• ページ本文:

◆ ◆ ◆ ◆ ◆

だからこそメディアのエロス論によって、理知的かつ明晰的に原因を解明する必要がある。
ふーんとは、おそらく感嘆の際に出る言葉だ。しかしどんな感嘆かが謎である。
誰が、いつなんどき、この言葉を生み出したのだろう。
考えれば考えるほど情景が想像できない。ちなみに、2年ほど前にできたスラングのようだが正確な起源はわかっていない。
前提として、人はふーん、と言う時、一度他者の発言を持ち帰っている。しかしそこに含まれる意思表示としての意味は複数パターンあるだろう。①興味ない時のふーん、②興味深い時のふーん、③理解するため時間稼ぎのふーん、④反対の意思表示をするふーん!
この場合どれだろうか。④はないだろう。キレ気味でふーん!エッチじゃん!と言われてもどう謝っていいかわからない。
③も違うように思う。その後間髪なくエッチじゃん、と太鼓判を押しているし、仮に不確かな理解の結果を壁打ちするみたく自信なさげにふーん、、、エッチじゃん(?)と言われてもなんか照れる。
②の場合、興味深くふーん、エッチじゃんを言っている場合はどうだろうか。
それはそれで奇妙だろう。普通に考えれば脊髄反射の「エロ!」で済む会話が、まるで仮想通貨について話し合う意識高い学生のような感嘆詞の使い方になっている。そんな賢いこと言ってる風にキメ顔でエッチじゃん、と言われても比較的ぶん殴りたくなる。
と、では①はどうだ。しかしこれも難しい。
仮に①とすれば、興味がない素振りでエッチじゃんと言うのはどんな状況か。普通おかしいだろう。なぜならエッチ、つまりエロスは性的衝動であり、そもそも理性的思考ではなく、本能だ。エッチという性的衝動は、興味がないという冷静な思考とは一般に同居し得ない。

◆ ◆ ◆ ◆ ◆

• 表示された情報:
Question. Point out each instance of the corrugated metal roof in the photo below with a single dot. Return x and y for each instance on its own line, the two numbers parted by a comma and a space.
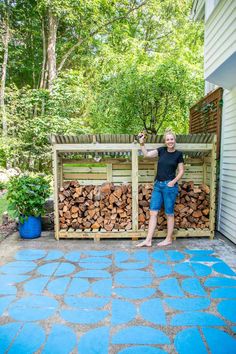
125, 138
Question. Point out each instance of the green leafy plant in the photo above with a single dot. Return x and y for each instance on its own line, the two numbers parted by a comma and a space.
27, 195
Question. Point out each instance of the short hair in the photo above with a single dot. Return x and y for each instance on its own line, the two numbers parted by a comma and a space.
167, 132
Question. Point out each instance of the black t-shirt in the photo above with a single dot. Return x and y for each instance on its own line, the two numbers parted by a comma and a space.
167, 163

◆ ◆ ◆ ◆ ◆

• 演習の課題:
A. ページ本文で「ふーん」に含まれる意思表示として挙げられているパターンを、番号も含めて本文のとおりにすべて書き出してください。
B. ページ本文の「誰が、いつなんどき、この言葉を生み出したのだろう。」から始まり「反対の意思表示をするふーん!」で終わる部分を、「起源」を「由来」に差し替えて書き直してください。
C. ページ本文の「考えれば考えるほど情景が想像できない。」という文を英語に訳してください。
上の各行は、ここではまったく使いません。

• 課題の解答:
A.
①興味ない時のふーん
②興味深い時のふーん
③理解するため時間稼ぎのふーん
④反対の意思表示をするふーん!

B.
誰が、いつなんどき、この言葉を生み出したのだろう。
考えれば考えるほど情景が想像できない。ちなみに、2年ほど前にできたスラングのようだが正確な由来はわかっていない。
前提として、人はふーん、と言う時、一度他者の発言を持ち帰っている。しかしそこに含まれる意思表示としての意味は複数パターンあるだろう。①興味ない時のふーん、②興味深い時のふーん、③理解するため時間稼ぎのふーん、④反対の意思表示をするふーん!

C. The more I think about it, the less I can picture the scene.